*WHAT YOU NEED TO DO*
Please count the lines in the material below that contain the string "hillside" and reply with only that number.

----------

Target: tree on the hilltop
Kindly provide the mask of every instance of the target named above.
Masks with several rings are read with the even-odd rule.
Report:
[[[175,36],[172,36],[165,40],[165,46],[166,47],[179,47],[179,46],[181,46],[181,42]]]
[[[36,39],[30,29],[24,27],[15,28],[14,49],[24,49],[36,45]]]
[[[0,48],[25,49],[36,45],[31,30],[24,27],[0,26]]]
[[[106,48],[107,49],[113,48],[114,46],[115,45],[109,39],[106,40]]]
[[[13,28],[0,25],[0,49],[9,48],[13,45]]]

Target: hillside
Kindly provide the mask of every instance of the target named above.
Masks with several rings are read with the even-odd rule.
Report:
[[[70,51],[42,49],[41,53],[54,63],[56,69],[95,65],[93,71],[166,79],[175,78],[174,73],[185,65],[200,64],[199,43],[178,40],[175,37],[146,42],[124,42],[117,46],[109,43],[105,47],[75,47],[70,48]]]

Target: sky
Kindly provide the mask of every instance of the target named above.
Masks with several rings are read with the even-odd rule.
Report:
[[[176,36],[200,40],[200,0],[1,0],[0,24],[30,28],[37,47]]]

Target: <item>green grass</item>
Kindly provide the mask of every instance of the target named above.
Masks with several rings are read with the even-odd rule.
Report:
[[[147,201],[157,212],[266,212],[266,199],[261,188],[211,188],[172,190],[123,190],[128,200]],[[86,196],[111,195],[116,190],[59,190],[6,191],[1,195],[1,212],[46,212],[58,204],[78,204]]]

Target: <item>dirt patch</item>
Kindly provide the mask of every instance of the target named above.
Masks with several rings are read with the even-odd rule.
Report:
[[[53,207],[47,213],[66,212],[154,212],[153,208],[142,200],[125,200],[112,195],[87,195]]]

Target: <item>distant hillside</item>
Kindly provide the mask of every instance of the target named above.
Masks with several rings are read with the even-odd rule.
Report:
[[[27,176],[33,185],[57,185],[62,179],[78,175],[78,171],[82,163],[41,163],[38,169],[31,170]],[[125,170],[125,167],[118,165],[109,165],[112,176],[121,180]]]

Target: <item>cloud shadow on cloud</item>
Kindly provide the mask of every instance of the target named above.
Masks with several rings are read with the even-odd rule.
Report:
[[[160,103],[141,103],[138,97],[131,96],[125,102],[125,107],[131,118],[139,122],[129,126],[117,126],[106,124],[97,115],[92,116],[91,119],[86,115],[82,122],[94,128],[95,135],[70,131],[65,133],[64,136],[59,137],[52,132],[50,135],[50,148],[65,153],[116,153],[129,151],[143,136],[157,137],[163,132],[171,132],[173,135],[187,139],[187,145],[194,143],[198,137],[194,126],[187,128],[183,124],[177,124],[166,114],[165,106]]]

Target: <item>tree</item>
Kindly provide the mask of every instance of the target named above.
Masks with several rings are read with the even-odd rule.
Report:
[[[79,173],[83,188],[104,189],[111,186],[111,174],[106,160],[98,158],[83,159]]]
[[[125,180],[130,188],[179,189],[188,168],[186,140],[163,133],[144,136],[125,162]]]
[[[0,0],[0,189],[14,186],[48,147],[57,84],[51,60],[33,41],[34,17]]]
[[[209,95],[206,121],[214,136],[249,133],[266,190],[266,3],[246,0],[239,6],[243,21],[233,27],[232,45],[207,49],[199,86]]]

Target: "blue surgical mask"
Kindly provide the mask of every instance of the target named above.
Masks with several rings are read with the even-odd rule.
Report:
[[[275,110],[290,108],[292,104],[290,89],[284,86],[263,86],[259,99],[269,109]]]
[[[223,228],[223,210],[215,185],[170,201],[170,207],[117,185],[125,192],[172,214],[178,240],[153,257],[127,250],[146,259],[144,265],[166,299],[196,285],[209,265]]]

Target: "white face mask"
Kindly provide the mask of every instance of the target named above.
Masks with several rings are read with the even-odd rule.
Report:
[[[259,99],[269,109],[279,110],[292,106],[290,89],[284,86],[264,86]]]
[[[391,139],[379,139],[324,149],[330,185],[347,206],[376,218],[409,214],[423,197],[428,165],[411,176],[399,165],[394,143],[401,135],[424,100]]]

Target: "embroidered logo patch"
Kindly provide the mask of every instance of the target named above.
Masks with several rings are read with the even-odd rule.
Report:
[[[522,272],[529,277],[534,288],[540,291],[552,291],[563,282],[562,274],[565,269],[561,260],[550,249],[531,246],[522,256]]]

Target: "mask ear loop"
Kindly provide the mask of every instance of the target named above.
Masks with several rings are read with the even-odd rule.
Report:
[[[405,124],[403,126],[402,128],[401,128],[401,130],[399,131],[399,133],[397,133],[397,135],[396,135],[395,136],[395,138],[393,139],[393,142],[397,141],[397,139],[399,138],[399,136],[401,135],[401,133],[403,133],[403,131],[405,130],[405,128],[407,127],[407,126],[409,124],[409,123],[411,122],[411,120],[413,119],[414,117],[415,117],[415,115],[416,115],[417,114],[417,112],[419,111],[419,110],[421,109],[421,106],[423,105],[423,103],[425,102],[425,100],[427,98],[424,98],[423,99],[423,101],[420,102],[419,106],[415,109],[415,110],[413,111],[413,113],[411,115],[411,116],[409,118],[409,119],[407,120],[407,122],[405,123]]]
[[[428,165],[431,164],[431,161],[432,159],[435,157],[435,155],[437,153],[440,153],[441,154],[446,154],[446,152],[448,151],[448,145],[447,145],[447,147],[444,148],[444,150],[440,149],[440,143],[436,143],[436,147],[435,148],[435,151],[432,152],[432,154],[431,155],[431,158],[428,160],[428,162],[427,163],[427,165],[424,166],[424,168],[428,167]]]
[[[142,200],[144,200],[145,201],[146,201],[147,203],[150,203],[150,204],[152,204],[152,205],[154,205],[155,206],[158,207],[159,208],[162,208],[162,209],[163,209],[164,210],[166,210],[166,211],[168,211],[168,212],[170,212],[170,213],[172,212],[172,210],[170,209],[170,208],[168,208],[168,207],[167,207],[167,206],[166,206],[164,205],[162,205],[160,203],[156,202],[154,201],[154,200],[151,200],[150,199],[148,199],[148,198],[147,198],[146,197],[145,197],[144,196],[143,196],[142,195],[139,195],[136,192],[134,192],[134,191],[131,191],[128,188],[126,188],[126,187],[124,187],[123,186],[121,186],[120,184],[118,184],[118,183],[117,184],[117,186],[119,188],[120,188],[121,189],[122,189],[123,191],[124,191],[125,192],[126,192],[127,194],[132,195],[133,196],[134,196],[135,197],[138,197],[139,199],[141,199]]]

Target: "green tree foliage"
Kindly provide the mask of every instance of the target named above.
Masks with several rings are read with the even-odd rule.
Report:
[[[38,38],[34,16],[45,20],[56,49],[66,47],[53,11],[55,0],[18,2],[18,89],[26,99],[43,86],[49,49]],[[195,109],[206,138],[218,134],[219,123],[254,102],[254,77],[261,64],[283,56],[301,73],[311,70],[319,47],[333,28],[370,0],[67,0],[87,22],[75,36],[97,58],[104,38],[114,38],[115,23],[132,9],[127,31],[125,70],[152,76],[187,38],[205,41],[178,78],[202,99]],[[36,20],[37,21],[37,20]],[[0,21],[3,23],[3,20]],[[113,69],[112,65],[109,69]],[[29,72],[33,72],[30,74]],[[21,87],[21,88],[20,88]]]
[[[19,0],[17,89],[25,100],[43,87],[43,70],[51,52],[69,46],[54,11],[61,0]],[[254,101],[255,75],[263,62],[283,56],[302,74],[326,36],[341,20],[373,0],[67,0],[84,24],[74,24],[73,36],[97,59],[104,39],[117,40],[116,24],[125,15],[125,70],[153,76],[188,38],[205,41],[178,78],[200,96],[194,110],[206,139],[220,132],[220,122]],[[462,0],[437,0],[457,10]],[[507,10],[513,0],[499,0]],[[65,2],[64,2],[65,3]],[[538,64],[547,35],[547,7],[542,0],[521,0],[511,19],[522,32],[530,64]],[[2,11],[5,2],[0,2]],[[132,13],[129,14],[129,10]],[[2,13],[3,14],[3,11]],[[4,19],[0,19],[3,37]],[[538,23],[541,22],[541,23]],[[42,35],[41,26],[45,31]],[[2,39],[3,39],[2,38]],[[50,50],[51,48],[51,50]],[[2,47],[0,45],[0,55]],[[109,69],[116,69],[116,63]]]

----------

*RESULT FOR THIS TASK*
2